Document text:

Giving thanks on Pierre Prion’s behalf

What is more truly important than being charitable about giving thanks? Pierre Prion is not present to acknowledge those who have helped his voice and his thought survive into the twenty-first century. It would seem to be a fair inference that he would have mixed feelings about the survival of his writings. We need to reflect on his unique synthesis of pride and humility. At the same time, as the following paragraphs show, no one individual or generation of Prion readers can claim the right to thank all who have gone before.

From what seems quite easily known, the first person to be thanked is Charles Bourguet, who gave the Manuscrit to the Société des Lettres, Sciences et Arts de l’Aveyron in 1866.

Emile G. Léonard presented Prion’s other autobiographical writing, La Chronologiette, in the Bibliothèque de l’Ecole des Chartes in 1922.

The manuscript of the memoirs seems to have quietly rested on a shelf until Canon J.-L. Rigal began research on Prion’s life and writings, all of which culminated in his article, "L’Autobiographie de Pierre Prion," in Formen der Selbstdarstellung, Festgabe für Fritz Neubert (Dunker and Humblot, Berlin, 1956). Sound, sympathetic, and well-researched, Canon Rigal’s article (which we hope to obtain permission to reproduce here) brought some of Prion’s autobiographical writing into the general study of autobiography. At that point, there seemed to be little impetus to transcribe the text or make it available for publication.

Emmanuel Le Roy Ladurie and Orest Ranum had long been admirers of Léonard’s pioneering Mon Village sous l’Ancien Régime (Paris, PUF, 1941). A first among village studies, so personal and sensitive, this work uses, as its principal source, Prion’s Chronologiette.

It is not our task here to sum up the story of the Rodez Manuscrit. But suffice it to say, when Louis Balsan was asked whether the Société des Lettres would accept having a transcription and edition made, in his usual bold voice he replied "Pourquoi pas."

When Pierre Nora, at Gallimard, was approached about an edition, he thought of the Archives Collection and accepted it, on condition that it be abridged and modernized to conform with the series. The results were the Gallimard publication of 1985, for which Balsan, the Société des Lettres, and Nora must be thanked.

Objective A:
Reproduce every line of the entries on locating named things, requests included, and shift each bounding-box coordinate in the answers by -120. Leave the requests and their format samples unchanged.

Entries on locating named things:
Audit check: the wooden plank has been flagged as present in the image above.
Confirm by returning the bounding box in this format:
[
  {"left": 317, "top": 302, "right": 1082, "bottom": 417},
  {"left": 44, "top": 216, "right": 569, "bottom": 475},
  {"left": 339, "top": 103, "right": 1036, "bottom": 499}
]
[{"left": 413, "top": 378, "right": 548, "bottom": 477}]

Objective B:
Answer these questions from the Pierre Prion text:
(i) In what year did Charles Bourguet give the Manuscrit to the Société des Lettres, Sciences et Arts de l'Aveyron?
(ii) Where did Emile G. Léonard present La Chronologiette in 1922?
(iii) What did Louis Balsan reply when asked whether the Société des Lettres would accept a transcription and edition?

Solution A:
Audit check: the wooden plank has been flagged as present in the image above.
Confirm by returning the bounding box in this format:
[
  {"left": 317, "top": 302, "right": 1082, "bottom": 417},
  {"left": 44, "top": 216, "right": 569, "bottom": 475},
  {"left": 339, "top": 103, "right": 1036, "bottom": 499}
]
[{"left": 293, "top": 258, "right": 428, "bottom": 357}]

Solution B:
(i) 1866
(ii) In the Bibliothèque de l'Ecole des Chartes
(iii) "Pourquoi pas."